[start]

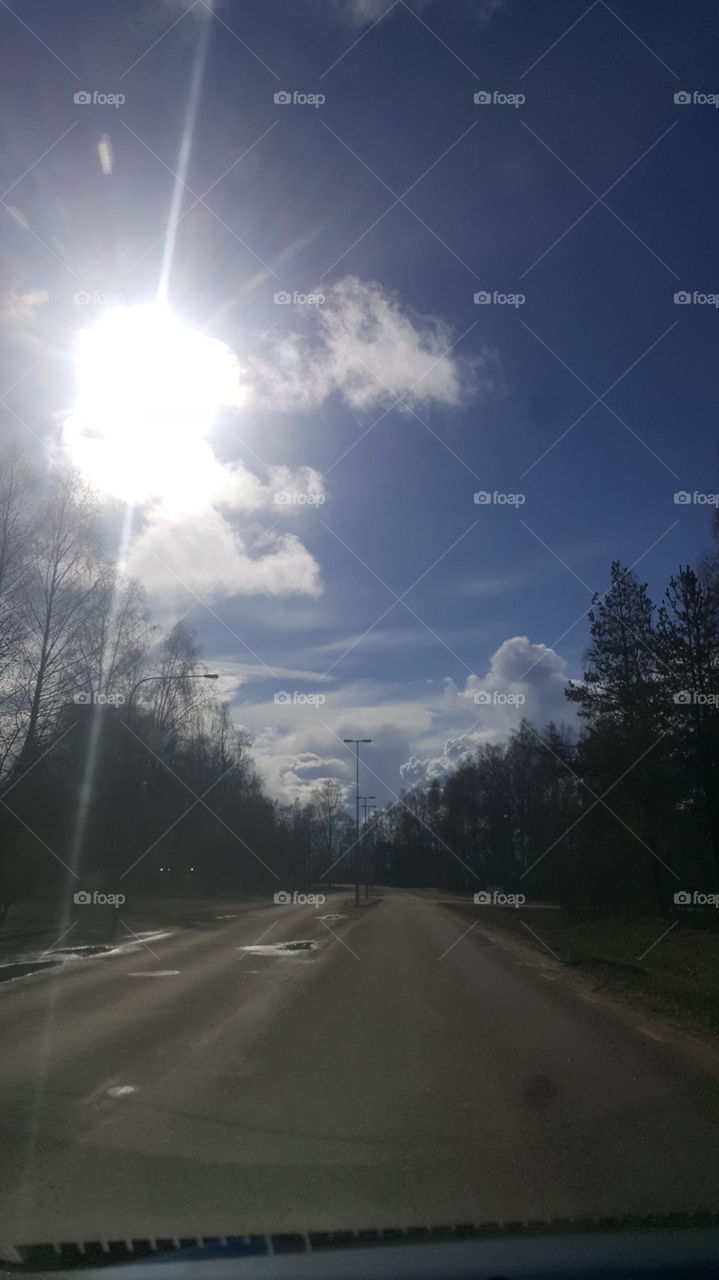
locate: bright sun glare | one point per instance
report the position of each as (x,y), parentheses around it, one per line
(149,389)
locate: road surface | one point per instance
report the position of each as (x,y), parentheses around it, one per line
(398,1073)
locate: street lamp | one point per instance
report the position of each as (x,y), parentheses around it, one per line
(356,743)
(366,807)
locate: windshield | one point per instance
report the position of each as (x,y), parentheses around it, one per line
(358,615)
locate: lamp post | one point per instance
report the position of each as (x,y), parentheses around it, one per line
(366,807)
(356,743)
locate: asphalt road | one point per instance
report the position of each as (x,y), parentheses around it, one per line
(395,1074)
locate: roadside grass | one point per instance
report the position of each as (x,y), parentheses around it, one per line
(673,973)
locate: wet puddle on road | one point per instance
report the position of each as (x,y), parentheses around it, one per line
(18,970)
(154,973)
(280,949)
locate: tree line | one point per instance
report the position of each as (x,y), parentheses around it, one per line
(118,767)
(117,763)
(618,817)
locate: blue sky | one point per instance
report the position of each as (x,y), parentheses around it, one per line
(397,398)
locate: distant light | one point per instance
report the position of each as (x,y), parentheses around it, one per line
(105,152)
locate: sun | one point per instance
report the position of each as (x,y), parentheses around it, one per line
(149,389)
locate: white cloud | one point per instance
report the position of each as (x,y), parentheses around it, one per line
(416,736)
(18,306)
(518,667)
(362,343)
(362,12)
(178,554)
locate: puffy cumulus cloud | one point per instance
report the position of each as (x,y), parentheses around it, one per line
(297,745)
(362,343)
(532,672)
(178,554)
(417,735)
(522,680)
(415,771)
(289,772)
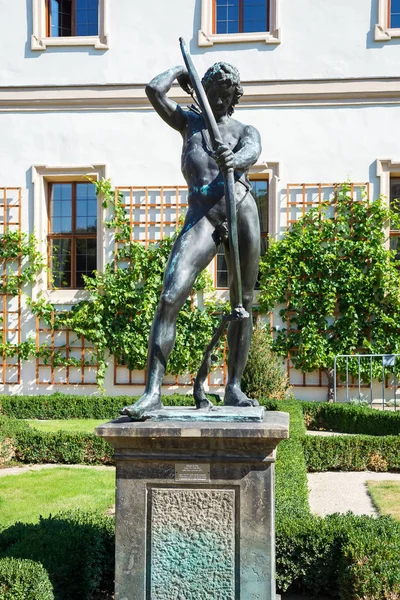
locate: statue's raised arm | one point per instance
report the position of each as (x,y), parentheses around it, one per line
(157,91)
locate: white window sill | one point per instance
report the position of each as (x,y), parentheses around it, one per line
(385,34)
(99,43)
(269,37)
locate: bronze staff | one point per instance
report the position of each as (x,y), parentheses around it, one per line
(238,312)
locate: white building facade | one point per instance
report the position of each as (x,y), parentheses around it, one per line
(321,83)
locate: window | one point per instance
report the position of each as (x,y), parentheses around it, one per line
(226,21)
(240,16)
(394,14)
(72,239)
(260,193)
(72,17)
(69,23)
(388,25)
(395,206)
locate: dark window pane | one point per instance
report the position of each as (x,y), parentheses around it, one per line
(65,18)
(395,194)
(61,263)
(57,209)
(227,17)
(254,15)
(86,208)
(61,208)
(87,16)
(395,6)
(55,18)
(395,21)
(86,258)
(233,26)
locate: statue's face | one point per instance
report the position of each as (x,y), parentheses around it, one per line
(220,95)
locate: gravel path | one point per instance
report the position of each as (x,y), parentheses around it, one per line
(329,492)
(332,492)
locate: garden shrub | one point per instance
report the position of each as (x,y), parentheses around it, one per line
(24,580)
(352,453)
(347,418)
(60,406)
(370,562)
(8,428)
(263,376)
(76,548)
(331,555)
(35,447)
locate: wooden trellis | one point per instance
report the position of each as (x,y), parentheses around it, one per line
(10,304)
(301,198)
(154,212)
(67,344)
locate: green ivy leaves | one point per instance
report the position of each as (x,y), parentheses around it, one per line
(339,285)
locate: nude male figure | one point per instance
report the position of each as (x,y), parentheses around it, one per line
(205,223)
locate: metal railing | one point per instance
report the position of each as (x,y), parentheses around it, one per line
(386,362)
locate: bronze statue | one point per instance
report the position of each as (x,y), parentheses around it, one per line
(210,156)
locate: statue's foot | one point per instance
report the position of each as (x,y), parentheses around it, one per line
(235,397)
(201,399)
(146,403)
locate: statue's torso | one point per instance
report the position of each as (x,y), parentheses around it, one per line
(204,179)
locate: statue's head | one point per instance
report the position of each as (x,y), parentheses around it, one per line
(223,79)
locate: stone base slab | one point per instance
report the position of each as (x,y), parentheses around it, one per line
(195,508)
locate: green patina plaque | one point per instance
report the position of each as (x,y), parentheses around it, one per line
(192,547)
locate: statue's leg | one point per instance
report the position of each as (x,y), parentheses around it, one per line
(240,332)
(192,252)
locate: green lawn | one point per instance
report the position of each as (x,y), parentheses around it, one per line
(26,496)
(386,497)
(81,425)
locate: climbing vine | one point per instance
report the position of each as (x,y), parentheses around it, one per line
(118,315)
(339,285)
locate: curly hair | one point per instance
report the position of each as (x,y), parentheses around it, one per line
(222,71)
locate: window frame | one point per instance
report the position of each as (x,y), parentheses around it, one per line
(386,170)
(42,175)
(208,37)
(73,236)
(41,39)
(240,16)
(393,233)
(383,32)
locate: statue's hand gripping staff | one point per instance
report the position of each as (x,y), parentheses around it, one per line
(238,312)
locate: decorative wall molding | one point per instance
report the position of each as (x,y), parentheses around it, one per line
(41,175)
(40,40)
(257,94)
(382,31)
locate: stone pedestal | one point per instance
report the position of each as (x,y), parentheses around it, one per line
(195,508)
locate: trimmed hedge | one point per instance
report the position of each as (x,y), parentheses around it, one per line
(348,418)
(348,556)
(352,453)
(24,444)
(63,406)
(24,580)
(36,447)
(76,549)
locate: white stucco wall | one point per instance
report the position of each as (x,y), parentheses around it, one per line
(320,39)
(313,141)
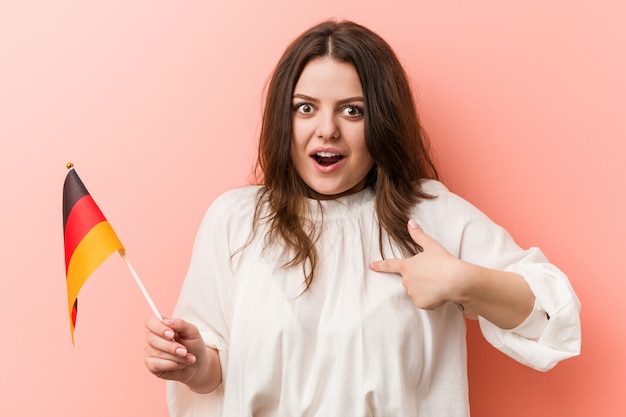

[end]

> _Written exercise_:
Write out the records from the line with "locate: white stucco" through the end of the records, swapping "stucco" for "plaster" and changing nothing else. Omit the pictures from your answer.

> _Task result_:
locate: white plaster wall | one point per instance
report the position of each as (x,y), parentheses around it, one per line
(320,39)
(313,141)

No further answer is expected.